### YOUR INSTRUCTIONS
Here are some entries; quote each one exactly.

### RECORDS FOR PROCESSING
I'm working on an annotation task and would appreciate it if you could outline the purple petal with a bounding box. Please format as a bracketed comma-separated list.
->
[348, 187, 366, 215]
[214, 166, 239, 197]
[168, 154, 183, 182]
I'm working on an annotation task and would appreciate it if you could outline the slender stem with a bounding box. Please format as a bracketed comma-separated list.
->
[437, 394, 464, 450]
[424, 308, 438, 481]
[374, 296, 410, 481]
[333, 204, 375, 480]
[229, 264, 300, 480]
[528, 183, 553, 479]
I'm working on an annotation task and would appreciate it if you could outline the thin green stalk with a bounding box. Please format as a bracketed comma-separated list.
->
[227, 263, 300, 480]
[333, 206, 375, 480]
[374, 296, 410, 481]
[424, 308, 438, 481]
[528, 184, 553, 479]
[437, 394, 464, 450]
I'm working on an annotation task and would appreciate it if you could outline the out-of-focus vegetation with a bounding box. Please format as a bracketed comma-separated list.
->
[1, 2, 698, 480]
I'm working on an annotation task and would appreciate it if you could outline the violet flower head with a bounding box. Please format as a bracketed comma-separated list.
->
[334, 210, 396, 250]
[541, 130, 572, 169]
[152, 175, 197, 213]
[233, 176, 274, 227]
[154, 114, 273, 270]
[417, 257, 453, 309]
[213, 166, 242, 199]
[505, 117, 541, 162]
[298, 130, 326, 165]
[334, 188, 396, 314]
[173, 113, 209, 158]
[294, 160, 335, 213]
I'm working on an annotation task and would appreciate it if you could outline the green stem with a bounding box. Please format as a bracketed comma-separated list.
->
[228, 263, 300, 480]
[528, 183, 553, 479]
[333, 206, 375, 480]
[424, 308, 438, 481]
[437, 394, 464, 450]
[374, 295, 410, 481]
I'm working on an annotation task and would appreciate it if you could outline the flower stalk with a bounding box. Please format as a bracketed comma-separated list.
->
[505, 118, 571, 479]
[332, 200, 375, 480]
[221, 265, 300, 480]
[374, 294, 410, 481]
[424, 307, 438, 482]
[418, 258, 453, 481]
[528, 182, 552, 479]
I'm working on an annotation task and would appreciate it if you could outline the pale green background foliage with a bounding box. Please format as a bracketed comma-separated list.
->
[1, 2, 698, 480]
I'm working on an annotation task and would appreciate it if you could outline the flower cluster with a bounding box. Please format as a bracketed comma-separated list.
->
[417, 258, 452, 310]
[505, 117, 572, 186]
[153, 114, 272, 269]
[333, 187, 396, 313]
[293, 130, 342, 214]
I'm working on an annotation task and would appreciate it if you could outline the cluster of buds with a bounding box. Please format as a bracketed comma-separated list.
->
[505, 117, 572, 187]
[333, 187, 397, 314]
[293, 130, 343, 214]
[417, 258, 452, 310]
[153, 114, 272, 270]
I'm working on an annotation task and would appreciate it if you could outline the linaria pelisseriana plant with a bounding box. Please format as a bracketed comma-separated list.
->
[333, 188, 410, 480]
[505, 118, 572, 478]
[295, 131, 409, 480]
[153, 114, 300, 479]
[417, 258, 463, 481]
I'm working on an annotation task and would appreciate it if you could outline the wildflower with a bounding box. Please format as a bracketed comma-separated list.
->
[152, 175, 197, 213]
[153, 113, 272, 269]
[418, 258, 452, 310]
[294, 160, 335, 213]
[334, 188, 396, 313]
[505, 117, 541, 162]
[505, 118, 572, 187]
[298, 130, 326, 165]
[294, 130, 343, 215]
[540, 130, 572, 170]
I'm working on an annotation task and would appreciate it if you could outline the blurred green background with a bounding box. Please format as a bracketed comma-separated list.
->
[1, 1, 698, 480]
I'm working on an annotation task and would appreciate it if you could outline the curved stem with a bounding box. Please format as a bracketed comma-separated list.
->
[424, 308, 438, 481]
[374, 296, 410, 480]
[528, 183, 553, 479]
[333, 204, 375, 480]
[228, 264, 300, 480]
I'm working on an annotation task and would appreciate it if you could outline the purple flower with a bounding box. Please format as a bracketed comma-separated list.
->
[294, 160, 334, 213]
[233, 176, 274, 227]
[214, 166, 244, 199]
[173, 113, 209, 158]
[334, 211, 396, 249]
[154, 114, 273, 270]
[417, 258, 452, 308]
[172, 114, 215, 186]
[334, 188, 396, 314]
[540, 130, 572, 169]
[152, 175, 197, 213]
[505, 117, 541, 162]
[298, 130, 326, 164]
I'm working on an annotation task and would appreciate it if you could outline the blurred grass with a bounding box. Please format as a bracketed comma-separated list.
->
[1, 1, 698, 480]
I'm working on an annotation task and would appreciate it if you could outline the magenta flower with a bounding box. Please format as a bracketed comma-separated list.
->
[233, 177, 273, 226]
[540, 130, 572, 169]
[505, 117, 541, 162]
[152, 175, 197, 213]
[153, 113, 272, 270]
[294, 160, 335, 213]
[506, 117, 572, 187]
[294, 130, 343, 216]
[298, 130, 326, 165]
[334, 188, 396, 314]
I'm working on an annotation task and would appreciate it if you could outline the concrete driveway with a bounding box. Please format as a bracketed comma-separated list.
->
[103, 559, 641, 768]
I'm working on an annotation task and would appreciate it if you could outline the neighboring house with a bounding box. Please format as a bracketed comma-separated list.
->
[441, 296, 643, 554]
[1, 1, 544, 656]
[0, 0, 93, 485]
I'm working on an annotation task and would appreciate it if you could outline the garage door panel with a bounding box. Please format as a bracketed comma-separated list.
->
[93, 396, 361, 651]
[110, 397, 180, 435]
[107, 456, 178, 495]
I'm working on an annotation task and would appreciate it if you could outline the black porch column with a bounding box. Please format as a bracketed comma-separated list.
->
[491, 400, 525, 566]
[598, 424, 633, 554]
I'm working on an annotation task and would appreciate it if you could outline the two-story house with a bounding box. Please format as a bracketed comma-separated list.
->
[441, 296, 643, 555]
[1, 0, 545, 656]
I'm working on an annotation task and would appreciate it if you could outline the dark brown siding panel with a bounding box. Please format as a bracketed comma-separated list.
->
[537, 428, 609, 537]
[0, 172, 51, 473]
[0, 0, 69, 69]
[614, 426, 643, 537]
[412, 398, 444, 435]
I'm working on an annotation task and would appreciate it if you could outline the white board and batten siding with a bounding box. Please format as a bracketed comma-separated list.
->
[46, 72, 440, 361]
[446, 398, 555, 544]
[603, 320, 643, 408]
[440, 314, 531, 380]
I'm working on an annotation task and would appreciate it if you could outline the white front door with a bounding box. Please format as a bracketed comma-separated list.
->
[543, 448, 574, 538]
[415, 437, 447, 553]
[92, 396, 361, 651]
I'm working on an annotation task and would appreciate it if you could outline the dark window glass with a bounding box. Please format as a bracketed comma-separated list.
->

### ANSWER SPACE
I'm working on an annotation task and would appreciate it if you could outline the purple petal with a bounding box. Please format as a bracketed comma-separated list.
->
[348, 187, 366, 215]
[214, 166, 239, 197]
[168, 154, 183, 182]
I'm working on an annotation task and would appreciate it if you could outline the slender stem with a bounding box. Please format as a bracketed comma-separated list.
->
[437, 394, 464, 450]
[424, 308, 438, 481]
[374, 296, 410, 481]
[333, 204, 375, 480]
[229, 264, 300, 480]
[528, 183, 553, 479]
I'm working on an annotation task and would appreciate it if you could outline the thin green stalk with a bounding box. Please format as a bracketed comma-separated list.
->
[227, 263, 300, 480]
[333, 206, 375, 480]
[374, 296, 410, 481]
[424, 308, 438, 481]
[528, 184, 553, 479]
[437, 394, 464, 450]
I'm working on an annotation task and would appreciate it if you could outline the out-of-focus vegetation with a bounding box. Please format as a bracketed comma-separated list.
->
[1, 2, 698, 480]
I'm working on an annotation task and would appreciate it if you could outline the violet flower head with a bounding box. Please format as a bracketed comma-separated list.
->
[334, 210, 396, 250]
[541, 130, 572, 169]
[152, 175, 197, 213]
[233, 176, 274, 227]
[154, 114, 273, 270]
[417, 257, 453, 309]
[213, 166, 242, 199]
[505, 117, 541, 162]
[298, 130, 326, 165]
[334, 188, 396, 314]
[173, 113, 209, 158]
[294, 160, 335, 213]
I'm working on an annotation task and would appreciate it if you could outline the green stem with a bounding box. Please format as a bracketed comma-separated list.
->
[228, 263, 300, 480]
[528, 183, 553, 479]
[333, 206, 375, 480]
[424, 308, 438, 481]
[437, 394, 464, 450]
[374, 295, 410, 481]
I'm working on an annotation task and would appreciate it if you could outline the flower stalk with a bounding box. Please format as a bracketed comma-separated list.
->
[505, 118, 571, 479]
[332, 200, 375, 480]
[221, 265, 300, 480]
[374, 294, 410, 481]
[424, 307, 438, 482]
[418, 258, 453, 481]
[528, 182, 552, 479]
I'm working on an annotation task and would appreciate it if you could outline the pale green background foliage with a bounding box. Please format as a bracketed comma-separated list.
->
[1, 2, 698, 480]
I'm working on an annotation task and would appreciate it if you could outline the flower cluster with a bounding box. Please format as a bracketed comma-separated list.
->
[417, 258, 452, 310]
[505, 117, 572, 186]
[153, 114, 272, 269]
[333, 187, 396, 313]
[293, 130, 342, 214]
I'm working on an annotation task and would appreciate it if you could outline the cluster of buds with a bounding box. Please format as a bracketed comma-separated list.
->
[505, 117, 572, 187]
[333, 187, 397, 314]
[293, 130, 343, 214]
[417, 258, 452, 310]
[153, 114, 272, 270]
I'm working on an annotation task and would appreciate it if you could outline the linaria pelisseriana plant with a bounding box. Please format as a bracketed comma-separated list.
->
[333, 188, 410, 480]
[505, 118, 572, 478]
[295, 131, 409, 480]
[153, 114, 300, 479]
[417, 258, 463, 481]
I'm working on an annotation task and would appreciate it if you could outline the wildflower with a bounding box. Please format as a bracketed comma-separated list.
->
[152, 175, 197, 213]
[153, 113, 272, 269]
[418, 258, 452, 310]
[294, 160, 335, 213]
[334, 188, 396, 313]
[505, 117, 541, 162]
[505, 118, 572, 187]
[298, 130, 326, 165]
[294, 130, 343, 215]
[540, 130, 572, 170]
I'm working on an annotation task and would appreciate it if you could outline the blurred green background with a bounding box. Please format as a bracketed comma-separated list.
->
[1, 1, 698, 480]
I'm working on an annotation task and would appreciate it if you could outline the curved stem with a bounding box. Please format as a bracketed comma-separated list.
->
[424, 308, 438, 481]
[374, 296, 410, 480]
[528, 183, 553, 479]
[333, 204, 375, 480]
[228, 264, 300, 480]
I'm working on an annotation task and would appreciate it if you could outline the purple flower with a bounding box. Please format as a bracketed comma-separated list.
->
[294, 160, 334, 213]
[233, 176, 274, 227]
[214, 166, 244, 199]
[173, 113, 209, 158]
[334, 211, 396, 249]
[154, 114, 273, 270]
[417, 258, 452, 308]
[172, 114, 215, 186]
[334, 188, 396, 314]
[540, 130, 572, 169]
[152, 175, 197, 213]
[505, 117, 541, 162]
[298, 130, 326, 164]
I'm working on an annotation task and would appreciate it if you could outline the blurred grass with a bounding box. Please format as a bracketed comma-separated list.
->
[1, 1, 698, 480]
I'm working on an annotation task and would appreciate it if you could outline the magenta flower with a bounding box. Please format as a bracketed comma-separated list.
->
[233, 177, 273, 226]
[540, 130, 572, 169]
[505, 117, 541, 162]
[152, 175, 197, 213]
[153, 113, 272, 270]
[294, 160, 335, 213]
[506, 117, 572, 187]
[294, 130, 343, 216]
[298, 130, 326, 165]
[334, 188, 396, 314]
I'm working on an annotation task and would appreciate it if you could outline the concrete driveway with a bounding box. Please format as a bracketed comma-separated list.
->
[103, 559, 641, 768]
I'm working on an annotation task and would appreciate it if you could outline the neighboring house with a bounding box. Please format as a bracketed comma-separated list.
->
[441, 296, 643, 554]
[1, 1, 544, 656]
[0, 0, 93, 485]
I'm working on an annotation task and would appreciate it if you could outline the garage door panel with a bounding box. Please format as a bracketed comma-separated list.
->
[93, 396, 361, 651]
[110, 397, 180, 435]
[107, 456, 178, 495]
I'm working on an annotation task and would appreciate it if you could outline the black porch column with a bounding box. Please format as a bracketed comma-separated list.
->
[491, 400, 525, 566]
[598, 424, 633, 554]
I'm working on an annotation task and would appreciate it if you could outline the two-story house with a bounding box. Please format as a bracketed comma-separated list.
->
[441, 296, 643, 555]
[1, 0, 545, 656]
I'm working on an annotation task and would appreciate it if you could outline the dark brown siding panel with a bounding box. Please format as a bracketed comma-separated list.
->
[537, 428, 609, 537]
[0, 172, 51, 473]
[0, 0, 69, 69]
[614, 426, 643, 537]
[412, 398, 444, 435]
I'm working on an annotation task and would appreciate it if you could outline the white board and batten siding with a bounding box. Please format as a bracketed comma-separated list.
->
[46, 72, 440, 361]
[446, 398, 555, 544]
[603, 320, 643, 408]
[440, 314, 531, 380]
I'm working on an annotation task and would appreciate it if you could outline the white front door with a bounding box. Please format as a bracketed comma-separated list.
->
[543, 448, 574, 538]
[415, 437, 447, 553]
[92, 396, 361, 651]
I'm working on an annotation task and would appreciate it if you could outline the dark window glass with a bounding box. Please format as a bracketed comma-separated list.
->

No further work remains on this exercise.